## RECORDS FOR THIS TASK:
%%

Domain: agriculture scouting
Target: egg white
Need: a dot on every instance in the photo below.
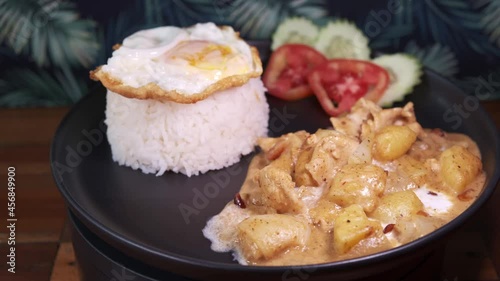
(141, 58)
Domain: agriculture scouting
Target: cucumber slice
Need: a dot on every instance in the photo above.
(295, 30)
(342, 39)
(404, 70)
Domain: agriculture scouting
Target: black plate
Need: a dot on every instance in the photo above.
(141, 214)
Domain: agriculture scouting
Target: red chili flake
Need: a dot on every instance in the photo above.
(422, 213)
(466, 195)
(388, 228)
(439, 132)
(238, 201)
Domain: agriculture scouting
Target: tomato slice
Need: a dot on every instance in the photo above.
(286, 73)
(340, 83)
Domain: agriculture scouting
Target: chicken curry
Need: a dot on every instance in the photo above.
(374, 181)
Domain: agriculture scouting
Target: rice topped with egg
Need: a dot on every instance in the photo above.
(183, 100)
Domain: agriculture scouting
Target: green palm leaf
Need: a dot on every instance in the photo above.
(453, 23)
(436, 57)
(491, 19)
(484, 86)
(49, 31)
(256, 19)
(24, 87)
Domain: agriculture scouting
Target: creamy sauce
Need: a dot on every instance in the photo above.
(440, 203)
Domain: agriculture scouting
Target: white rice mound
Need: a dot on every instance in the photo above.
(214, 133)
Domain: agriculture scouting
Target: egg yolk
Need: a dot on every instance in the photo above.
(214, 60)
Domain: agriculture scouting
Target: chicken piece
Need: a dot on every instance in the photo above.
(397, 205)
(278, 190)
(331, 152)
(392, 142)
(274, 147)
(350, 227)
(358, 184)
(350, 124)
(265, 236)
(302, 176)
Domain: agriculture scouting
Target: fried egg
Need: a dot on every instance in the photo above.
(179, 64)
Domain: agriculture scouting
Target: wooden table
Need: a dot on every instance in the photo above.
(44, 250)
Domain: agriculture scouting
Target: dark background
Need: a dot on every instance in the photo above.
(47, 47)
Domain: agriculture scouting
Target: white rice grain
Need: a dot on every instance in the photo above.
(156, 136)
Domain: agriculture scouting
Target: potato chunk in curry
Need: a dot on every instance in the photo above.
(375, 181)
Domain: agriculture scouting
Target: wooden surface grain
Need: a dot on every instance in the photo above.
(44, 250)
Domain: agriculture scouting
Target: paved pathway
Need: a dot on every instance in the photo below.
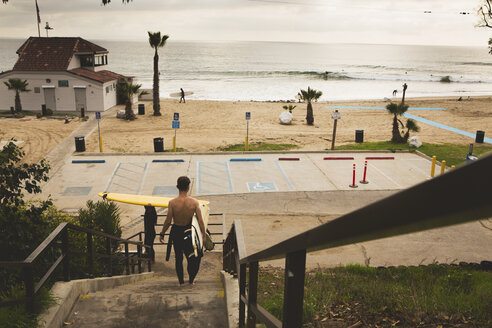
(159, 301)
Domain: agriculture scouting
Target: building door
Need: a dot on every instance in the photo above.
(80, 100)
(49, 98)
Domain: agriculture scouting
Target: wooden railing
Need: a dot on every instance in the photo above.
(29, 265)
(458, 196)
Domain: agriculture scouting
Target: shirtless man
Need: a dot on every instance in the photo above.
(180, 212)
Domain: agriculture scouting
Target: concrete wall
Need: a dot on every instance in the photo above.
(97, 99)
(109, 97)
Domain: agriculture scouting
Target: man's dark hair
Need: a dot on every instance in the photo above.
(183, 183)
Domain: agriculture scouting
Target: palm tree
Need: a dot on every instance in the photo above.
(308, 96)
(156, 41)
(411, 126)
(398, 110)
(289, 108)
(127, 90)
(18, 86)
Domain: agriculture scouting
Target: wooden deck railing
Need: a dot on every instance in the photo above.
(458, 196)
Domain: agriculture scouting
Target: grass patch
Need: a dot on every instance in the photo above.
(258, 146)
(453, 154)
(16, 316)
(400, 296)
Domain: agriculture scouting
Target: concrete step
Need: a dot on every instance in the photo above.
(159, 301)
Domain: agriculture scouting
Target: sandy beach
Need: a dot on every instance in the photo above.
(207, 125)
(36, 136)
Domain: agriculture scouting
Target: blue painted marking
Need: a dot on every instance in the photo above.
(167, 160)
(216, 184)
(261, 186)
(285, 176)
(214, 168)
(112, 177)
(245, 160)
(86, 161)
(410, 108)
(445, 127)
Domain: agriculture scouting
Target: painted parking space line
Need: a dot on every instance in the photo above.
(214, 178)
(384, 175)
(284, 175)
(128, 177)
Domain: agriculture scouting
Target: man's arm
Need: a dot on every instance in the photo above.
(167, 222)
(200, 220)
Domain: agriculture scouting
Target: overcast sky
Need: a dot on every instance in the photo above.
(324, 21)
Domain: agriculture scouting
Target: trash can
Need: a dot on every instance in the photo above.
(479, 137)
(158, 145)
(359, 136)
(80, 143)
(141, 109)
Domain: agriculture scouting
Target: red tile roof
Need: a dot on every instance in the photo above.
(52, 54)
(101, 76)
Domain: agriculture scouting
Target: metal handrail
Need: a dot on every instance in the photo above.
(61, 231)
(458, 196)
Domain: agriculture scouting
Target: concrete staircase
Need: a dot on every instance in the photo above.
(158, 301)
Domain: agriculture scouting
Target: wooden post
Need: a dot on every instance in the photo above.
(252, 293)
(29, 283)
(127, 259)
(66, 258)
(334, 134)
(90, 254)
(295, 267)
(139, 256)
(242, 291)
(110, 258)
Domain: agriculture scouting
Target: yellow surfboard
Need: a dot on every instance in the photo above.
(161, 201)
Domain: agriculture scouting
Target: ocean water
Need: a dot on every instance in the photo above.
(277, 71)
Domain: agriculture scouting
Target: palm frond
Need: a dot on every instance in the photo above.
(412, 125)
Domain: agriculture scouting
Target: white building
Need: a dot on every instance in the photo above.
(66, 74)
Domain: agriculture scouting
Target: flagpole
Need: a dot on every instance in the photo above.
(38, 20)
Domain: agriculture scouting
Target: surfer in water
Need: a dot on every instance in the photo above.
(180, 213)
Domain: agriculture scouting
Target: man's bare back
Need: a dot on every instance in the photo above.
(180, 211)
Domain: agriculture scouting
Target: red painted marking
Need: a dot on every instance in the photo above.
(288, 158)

%%
%%

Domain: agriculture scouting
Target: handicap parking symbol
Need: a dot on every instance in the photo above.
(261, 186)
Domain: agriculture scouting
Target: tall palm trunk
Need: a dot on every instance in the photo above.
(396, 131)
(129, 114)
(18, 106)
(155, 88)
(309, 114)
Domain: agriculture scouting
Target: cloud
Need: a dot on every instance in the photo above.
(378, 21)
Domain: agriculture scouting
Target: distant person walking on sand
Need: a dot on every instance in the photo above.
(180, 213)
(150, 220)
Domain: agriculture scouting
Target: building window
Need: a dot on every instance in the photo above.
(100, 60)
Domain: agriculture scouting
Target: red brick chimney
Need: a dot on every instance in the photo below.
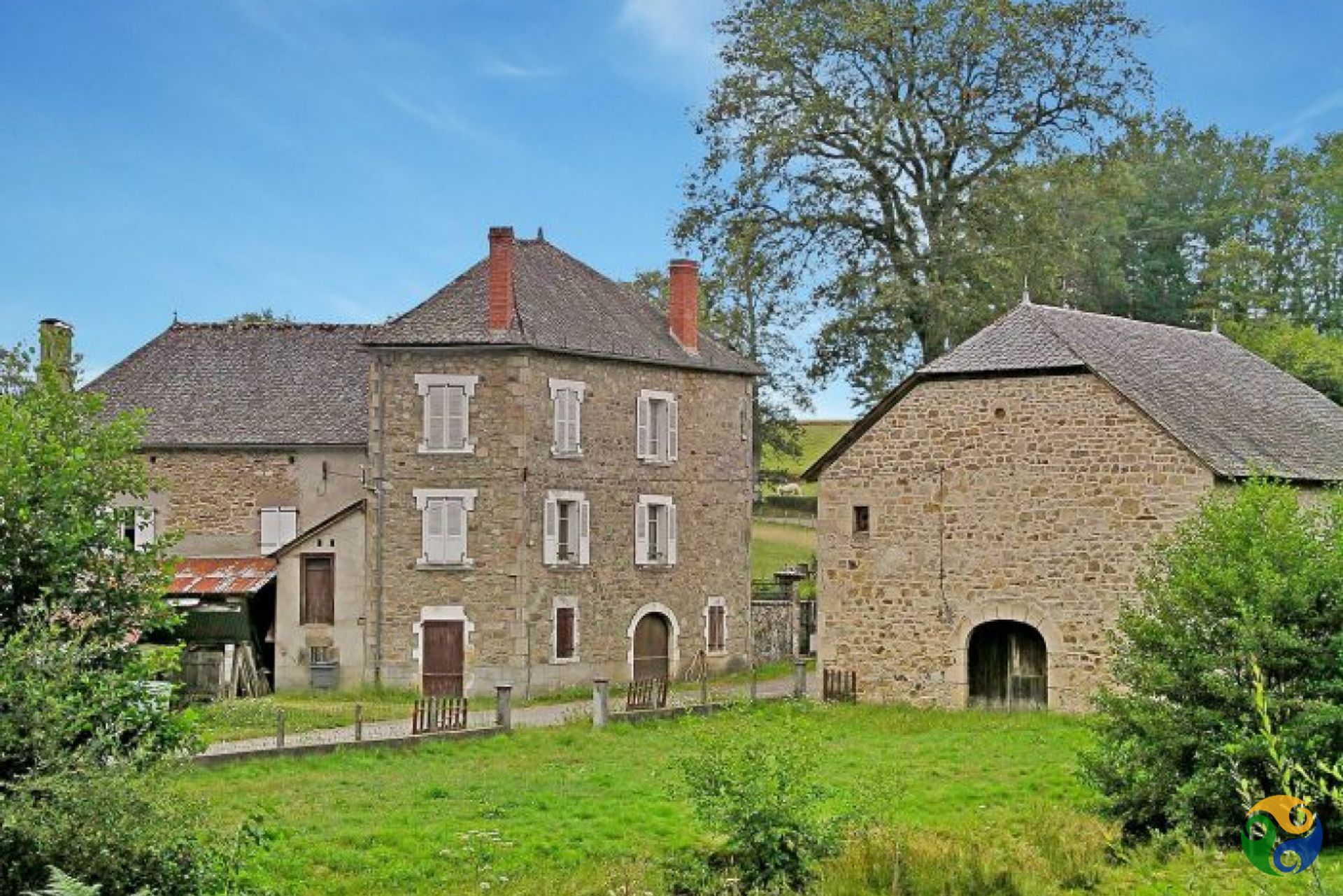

%%
%%

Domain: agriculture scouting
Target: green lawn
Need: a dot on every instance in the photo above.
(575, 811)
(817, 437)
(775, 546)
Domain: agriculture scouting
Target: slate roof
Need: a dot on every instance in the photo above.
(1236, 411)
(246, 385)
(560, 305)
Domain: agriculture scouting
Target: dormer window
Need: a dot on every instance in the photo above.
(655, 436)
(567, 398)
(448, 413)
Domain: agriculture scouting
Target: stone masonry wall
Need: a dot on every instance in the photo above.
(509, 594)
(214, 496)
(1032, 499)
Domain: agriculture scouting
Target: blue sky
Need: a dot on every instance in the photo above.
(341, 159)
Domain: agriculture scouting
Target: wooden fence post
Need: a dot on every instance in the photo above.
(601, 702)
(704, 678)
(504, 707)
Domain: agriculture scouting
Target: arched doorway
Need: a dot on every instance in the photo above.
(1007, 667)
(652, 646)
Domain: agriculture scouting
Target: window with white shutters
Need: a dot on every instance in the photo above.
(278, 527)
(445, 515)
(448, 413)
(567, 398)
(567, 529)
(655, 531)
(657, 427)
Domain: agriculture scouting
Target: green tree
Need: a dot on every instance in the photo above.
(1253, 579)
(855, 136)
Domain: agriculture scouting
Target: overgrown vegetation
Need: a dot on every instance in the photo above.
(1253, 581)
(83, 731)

%%

## WHAT THIS TASK INVOLVES:
Begin at the line above that has "Target: building door" and stop after the line that has "Target: wooden deck railing", copying each line exactly and adding nothing else.

## THE COMPLETED TASK:
Target: building door
Need: a dot on every instance in the photo above.
(80, 100)
(49, 98)
Domain: agriculture scouting
Target: wooden railing
Need: a dot on every instance in the photo above.
(29, 265)
(458, 196)
Domain: agriculture scouting
Target: shirtless man
Need: a dot on every instance in the photo above.
(180, 212)
Domain: agriculture scouting
Target: concrete wall
Need: a dot on every instance in the photo above.
(97, 99)
(109, 97)
Domain: agriculture scouting
Target: man's dark hair
Need: a dot on every instance in the photo above.
(183, 183)
Domain: agriculture scouting
Target: palm tree
Need: a dot on every instance in the photo above.
(308, 96)
(156, 41)
(411, 126)
(398, 110)
(289, 108)
(127, 90)
(18, 86)
Domain: agriculture scouting
Target: wooden deck railing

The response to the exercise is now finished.